Your assignment:
Everything from the line containing "Where can the coastline" through the final line of the material is to be restated word for word, and only that.

(Input for this task Opens)

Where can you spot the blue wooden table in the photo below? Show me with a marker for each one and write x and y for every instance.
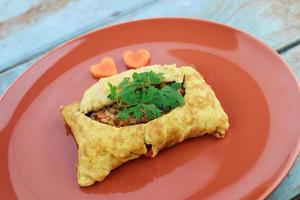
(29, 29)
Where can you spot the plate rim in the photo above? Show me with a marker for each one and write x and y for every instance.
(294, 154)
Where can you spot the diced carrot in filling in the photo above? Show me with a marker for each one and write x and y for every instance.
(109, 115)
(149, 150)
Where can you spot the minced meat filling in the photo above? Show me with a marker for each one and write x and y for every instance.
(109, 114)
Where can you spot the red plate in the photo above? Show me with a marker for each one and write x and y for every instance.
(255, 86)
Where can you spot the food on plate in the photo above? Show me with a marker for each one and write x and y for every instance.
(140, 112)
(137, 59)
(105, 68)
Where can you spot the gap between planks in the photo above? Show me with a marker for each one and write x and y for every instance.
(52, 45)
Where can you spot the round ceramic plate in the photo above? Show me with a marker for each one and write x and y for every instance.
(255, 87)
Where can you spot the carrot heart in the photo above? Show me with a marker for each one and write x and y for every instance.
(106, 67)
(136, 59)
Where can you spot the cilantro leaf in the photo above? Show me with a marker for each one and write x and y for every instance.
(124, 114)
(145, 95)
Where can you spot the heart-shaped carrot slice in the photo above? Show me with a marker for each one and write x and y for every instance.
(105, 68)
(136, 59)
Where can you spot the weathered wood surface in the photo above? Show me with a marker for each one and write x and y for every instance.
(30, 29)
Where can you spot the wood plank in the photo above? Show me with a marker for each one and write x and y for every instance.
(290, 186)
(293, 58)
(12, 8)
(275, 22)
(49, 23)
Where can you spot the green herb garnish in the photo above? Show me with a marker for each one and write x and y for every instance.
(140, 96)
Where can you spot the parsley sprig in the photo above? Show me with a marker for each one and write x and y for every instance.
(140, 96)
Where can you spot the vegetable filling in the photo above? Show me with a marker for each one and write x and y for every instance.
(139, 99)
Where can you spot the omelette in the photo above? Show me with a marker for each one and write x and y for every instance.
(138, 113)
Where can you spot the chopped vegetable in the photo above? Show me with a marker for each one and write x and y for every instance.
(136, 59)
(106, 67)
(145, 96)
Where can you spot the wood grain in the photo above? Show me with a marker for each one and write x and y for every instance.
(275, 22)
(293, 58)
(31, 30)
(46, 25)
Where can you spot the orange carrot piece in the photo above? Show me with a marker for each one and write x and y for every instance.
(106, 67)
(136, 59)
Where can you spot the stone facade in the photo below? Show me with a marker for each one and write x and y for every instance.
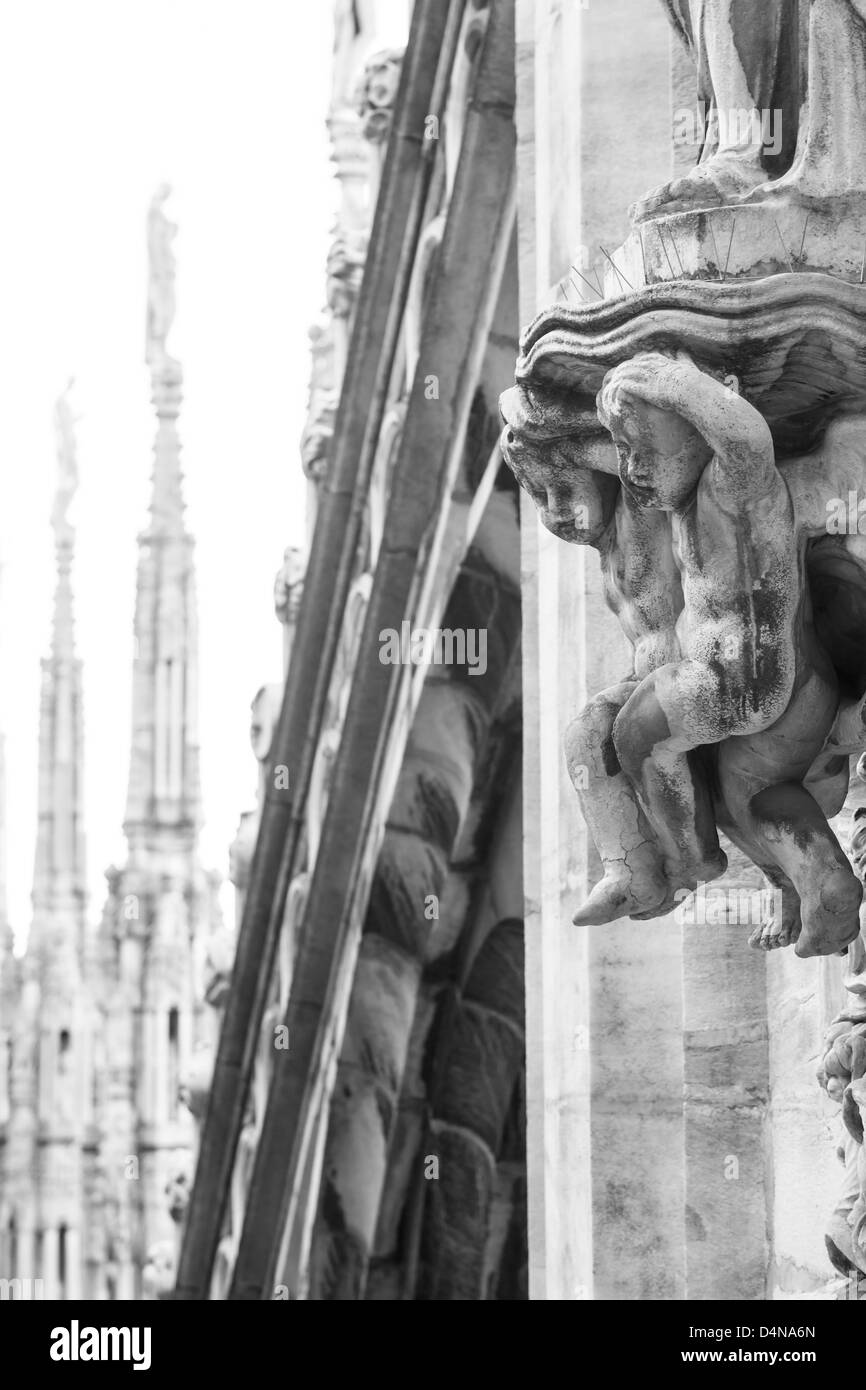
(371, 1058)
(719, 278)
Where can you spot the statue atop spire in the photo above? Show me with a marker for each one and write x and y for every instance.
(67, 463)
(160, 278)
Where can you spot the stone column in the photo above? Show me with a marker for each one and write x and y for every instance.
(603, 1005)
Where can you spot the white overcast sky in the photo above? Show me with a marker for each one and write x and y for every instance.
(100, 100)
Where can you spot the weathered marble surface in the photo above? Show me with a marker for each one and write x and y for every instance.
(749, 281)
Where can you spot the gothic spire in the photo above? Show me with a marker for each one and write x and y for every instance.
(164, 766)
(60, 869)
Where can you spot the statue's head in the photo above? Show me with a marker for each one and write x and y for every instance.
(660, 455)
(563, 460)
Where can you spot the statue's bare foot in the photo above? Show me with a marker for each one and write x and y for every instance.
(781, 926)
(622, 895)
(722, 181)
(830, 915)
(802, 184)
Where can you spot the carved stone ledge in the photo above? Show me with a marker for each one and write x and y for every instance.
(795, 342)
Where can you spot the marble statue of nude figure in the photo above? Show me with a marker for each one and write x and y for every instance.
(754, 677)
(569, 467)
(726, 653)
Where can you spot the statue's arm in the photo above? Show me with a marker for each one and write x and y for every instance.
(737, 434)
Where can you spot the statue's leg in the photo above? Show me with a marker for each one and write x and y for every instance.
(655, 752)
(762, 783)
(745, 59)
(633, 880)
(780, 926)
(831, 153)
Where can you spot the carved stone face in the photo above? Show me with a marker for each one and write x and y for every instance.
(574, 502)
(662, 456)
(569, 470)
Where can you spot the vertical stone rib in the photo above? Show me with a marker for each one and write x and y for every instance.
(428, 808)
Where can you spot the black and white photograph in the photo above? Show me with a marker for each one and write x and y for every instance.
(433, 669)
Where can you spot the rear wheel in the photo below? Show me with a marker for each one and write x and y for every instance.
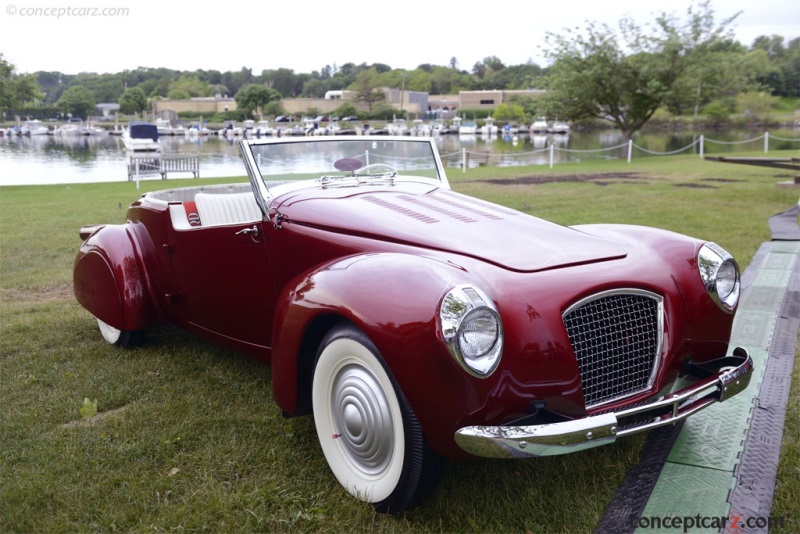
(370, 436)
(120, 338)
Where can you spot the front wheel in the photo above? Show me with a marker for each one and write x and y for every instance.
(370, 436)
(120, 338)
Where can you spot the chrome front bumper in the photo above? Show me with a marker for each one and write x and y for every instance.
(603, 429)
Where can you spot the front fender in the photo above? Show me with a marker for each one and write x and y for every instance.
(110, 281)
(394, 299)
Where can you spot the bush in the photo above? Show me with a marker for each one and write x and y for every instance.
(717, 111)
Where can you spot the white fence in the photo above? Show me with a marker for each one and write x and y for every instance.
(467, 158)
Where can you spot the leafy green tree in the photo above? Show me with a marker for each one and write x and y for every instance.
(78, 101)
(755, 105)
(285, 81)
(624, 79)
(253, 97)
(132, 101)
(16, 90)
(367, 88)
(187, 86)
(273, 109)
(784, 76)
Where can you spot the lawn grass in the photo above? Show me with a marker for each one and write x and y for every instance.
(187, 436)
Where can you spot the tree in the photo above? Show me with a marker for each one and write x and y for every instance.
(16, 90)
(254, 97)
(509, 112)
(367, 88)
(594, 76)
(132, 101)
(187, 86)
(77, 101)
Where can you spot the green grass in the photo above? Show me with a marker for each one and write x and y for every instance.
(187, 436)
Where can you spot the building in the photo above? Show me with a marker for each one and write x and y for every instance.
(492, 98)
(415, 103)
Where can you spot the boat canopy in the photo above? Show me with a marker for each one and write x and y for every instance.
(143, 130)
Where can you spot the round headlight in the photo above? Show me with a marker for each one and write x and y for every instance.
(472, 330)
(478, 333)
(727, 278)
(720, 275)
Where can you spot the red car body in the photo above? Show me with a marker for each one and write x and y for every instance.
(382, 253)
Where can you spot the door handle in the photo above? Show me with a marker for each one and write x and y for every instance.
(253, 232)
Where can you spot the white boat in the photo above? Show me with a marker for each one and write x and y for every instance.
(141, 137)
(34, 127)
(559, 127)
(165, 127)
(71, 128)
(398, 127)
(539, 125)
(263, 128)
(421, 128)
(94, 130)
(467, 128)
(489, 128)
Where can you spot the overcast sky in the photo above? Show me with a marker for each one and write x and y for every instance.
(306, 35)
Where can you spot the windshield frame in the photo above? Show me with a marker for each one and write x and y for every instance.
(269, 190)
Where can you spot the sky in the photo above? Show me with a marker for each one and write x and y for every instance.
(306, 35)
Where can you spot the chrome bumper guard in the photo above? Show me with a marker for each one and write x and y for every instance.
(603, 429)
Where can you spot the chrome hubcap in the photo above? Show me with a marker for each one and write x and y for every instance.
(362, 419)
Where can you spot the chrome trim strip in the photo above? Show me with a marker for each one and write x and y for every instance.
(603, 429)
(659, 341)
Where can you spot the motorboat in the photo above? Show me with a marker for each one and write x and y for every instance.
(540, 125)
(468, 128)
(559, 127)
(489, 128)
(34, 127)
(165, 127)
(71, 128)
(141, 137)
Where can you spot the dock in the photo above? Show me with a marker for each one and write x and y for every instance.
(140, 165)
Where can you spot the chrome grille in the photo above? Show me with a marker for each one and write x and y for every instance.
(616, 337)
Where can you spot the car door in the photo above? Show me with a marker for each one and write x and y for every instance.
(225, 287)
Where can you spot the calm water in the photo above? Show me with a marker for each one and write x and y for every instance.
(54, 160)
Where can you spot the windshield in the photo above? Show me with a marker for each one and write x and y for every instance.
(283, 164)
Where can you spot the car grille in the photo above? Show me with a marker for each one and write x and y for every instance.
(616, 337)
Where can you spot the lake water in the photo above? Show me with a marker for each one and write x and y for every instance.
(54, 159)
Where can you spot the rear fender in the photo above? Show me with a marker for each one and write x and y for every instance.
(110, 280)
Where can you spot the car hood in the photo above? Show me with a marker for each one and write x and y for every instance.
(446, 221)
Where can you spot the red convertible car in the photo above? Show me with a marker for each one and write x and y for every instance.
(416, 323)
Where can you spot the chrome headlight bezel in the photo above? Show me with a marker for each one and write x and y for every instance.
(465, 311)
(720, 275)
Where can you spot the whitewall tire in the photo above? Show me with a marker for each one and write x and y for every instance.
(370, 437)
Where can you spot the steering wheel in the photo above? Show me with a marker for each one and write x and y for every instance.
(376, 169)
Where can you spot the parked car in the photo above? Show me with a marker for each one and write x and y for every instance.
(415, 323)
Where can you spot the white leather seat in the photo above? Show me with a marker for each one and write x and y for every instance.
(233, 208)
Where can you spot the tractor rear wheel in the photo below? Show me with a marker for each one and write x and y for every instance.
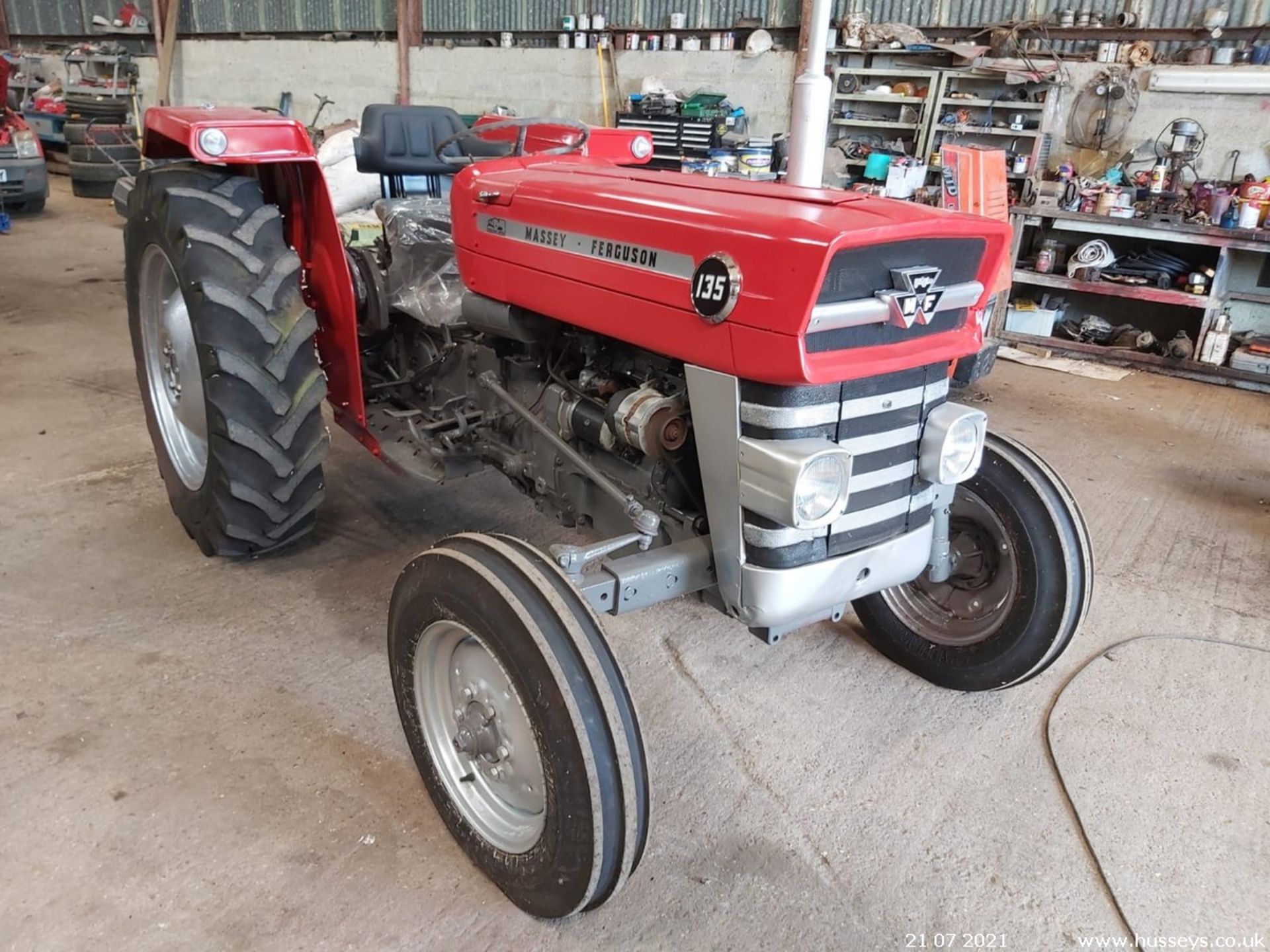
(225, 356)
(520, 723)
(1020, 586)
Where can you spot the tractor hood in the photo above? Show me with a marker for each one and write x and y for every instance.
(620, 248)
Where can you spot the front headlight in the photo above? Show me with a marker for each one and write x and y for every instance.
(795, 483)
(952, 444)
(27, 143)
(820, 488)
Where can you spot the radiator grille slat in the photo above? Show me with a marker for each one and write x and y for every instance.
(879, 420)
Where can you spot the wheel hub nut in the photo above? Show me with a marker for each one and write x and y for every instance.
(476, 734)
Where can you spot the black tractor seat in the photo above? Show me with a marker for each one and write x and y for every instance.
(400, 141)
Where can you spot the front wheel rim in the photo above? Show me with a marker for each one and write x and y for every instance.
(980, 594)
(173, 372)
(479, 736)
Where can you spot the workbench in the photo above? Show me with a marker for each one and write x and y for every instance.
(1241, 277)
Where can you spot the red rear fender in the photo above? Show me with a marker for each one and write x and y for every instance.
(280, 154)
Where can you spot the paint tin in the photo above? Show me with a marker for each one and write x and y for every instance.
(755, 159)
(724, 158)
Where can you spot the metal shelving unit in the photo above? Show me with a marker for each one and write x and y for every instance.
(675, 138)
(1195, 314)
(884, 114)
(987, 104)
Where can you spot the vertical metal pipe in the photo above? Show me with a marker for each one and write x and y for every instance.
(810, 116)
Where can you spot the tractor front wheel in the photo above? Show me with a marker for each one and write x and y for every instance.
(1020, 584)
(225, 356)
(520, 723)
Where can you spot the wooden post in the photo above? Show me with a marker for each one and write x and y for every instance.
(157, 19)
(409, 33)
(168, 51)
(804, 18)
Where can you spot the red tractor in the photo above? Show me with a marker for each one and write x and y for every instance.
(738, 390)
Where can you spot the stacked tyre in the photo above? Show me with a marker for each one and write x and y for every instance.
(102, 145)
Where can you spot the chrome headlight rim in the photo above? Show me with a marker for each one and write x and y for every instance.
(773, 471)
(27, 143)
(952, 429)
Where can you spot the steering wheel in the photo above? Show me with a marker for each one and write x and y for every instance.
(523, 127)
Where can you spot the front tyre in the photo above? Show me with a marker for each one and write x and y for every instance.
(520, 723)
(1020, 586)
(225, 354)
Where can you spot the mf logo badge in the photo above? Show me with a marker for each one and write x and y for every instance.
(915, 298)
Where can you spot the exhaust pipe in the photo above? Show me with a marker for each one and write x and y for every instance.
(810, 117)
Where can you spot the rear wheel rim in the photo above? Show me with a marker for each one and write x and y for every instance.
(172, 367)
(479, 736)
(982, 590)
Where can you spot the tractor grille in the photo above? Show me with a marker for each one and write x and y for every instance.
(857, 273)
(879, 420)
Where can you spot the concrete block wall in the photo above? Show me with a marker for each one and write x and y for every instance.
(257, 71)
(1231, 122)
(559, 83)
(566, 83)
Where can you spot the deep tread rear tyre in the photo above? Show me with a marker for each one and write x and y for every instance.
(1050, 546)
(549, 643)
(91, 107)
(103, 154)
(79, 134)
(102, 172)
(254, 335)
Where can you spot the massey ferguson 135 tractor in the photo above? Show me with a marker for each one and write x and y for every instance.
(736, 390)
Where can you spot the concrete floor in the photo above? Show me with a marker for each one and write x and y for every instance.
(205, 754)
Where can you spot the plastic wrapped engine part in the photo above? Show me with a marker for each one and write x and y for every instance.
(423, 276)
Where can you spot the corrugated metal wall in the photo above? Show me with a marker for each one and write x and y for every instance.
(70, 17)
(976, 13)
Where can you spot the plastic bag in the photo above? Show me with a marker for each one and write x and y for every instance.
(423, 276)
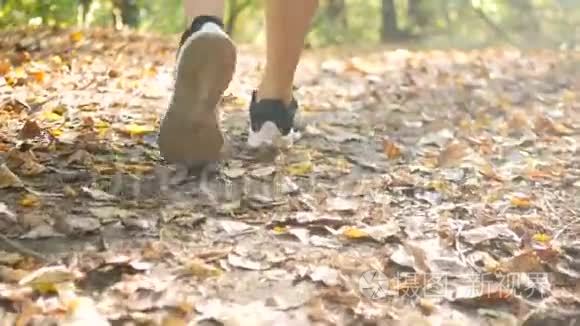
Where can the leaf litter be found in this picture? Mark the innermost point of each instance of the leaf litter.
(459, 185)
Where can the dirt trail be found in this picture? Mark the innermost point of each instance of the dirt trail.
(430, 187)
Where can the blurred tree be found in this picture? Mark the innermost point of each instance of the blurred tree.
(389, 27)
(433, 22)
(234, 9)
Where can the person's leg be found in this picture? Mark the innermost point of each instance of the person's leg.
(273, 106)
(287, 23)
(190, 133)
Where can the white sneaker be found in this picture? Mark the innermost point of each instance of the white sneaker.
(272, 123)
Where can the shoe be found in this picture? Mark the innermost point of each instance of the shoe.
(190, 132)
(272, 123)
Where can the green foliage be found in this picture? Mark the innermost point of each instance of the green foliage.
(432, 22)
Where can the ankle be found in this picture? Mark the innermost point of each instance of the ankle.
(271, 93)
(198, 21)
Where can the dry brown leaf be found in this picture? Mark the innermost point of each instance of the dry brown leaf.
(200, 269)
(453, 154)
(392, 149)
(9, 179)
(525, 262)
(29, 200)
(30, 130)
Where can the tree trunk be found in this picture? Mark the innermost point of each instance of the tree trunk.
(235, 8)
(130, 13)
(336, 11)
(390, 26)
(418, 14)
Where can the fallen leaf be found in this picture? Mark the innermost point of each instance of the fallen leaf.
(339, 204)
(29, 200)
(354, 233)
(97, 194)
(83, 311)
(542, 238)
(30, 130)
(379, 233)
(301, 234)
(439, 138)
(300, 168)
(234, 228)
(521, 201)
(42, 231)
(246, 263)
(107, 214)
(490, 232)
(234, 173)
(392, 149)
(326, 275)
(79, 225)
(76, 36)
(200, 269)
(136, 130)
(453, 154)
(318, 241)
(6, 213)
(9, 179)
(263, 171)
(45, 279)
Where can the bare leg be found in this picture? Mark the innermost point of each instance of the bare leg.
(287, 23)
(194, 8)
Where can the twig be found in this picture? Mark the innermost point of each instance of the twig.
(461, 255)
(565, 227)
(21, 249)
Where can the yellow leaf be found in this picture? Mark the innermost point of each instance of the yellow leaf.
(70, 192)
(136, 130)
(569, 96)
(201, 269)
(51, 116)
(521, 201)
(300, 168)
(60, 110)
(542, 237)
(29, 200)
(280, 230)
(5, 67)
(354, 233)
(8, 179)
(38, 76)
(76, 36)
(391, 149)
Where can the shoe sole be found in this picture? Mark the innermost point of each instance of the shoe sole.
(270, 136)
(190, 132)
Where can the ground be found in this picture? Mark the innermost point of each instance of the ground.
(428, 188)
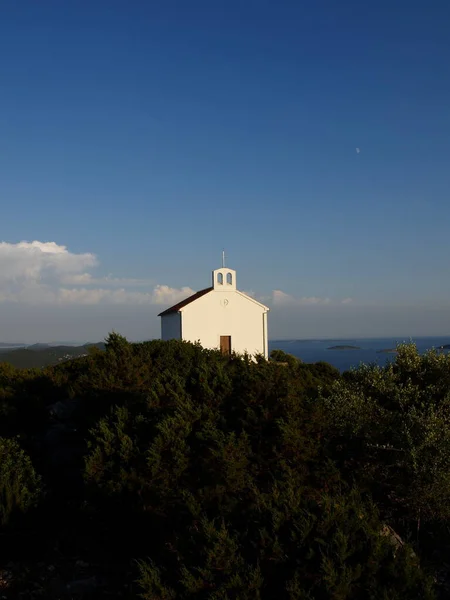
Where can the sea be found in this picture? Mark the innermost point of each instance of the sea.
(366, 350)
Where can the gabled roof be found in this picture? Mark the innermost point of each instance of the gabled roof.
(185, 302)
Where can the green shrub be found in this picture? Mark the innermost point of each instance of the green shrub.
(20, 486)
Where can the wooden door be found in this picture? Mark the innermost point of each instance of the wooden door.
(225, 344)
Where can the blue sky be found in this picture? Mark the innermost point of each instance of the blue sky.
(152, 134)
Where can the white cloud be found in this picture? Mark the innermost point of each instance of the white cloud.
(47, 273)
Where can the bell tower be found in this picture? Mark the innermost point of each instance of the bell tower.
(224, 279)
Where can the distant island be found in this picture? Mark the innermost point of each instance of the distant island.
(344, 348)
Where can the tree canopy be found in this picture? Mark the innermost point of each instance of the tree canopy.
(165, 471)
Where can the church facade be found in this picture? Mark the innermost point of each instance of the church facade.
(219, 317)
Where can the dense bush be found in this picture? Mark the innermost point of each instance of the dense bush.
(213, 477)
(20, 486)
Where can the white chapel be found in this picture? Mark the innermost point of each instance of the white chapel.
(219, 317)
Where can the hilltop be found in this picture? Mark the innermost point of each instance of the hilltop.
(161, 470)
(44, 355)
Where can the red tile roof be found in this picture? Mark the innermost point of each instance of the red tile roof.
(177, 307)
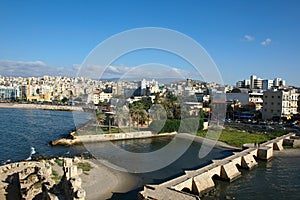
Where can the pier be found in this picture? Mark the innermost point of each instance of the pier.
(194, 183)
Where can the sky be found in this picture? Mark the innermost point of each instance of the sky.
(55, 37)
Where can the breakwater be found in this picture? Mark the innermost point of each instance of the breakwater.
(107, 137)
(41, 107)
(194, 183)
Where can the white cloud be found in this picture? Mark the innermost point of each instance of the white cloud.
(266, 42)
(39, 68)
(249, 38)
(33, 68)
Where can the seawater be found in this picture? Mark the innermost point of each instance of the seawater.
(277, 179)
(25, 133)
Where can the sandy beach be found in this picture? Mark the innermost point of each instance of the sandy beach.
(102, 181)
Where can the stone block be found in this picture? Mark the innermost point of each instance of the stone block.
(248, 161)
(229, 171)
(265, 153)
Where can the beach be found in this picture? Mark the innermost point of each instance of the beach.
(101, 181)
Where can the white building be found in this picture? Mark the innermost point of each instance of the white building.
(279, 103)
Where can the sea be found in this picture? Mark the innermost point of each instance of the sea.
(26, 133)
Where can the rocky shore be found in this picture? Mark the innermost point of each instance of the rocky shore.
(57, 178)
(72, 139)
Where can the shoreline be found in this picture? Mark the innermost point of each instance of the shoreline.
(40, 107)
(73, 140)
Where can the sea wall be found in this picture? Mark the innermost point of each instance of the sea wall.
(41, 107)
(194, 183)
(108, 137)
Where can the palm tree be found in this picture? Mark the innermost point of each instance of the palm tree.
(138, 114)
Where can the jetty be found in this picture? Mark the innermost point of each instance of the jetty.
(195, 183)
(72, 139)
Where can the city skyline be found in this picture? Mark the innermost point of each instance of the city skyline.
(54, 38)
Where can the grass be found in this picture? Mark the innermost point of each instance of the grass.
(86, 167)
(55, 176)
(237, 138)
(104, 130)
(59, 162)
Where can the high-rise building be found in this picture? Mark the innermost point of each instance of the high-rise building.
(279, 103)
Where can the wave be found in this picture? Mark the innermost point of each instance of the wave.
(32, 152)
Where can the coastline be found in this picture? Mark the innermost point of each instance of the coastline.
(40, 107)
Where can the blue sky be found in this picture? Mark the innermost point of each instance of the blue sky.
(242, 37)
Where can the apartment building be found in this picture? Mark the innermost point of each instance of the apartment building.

(Input for this task Closes)

Reply:
Where can the coastline be found in this picture? Mark the innermost point of each instance of the coastline.
(40, 107)
Where can the blue sky be found in this picture? Mark the innermost point of each instance of the blue sky.
(242, 37)
Where can the apartment building be found in this picture? Mark the innermost point of each instance of the apartment building.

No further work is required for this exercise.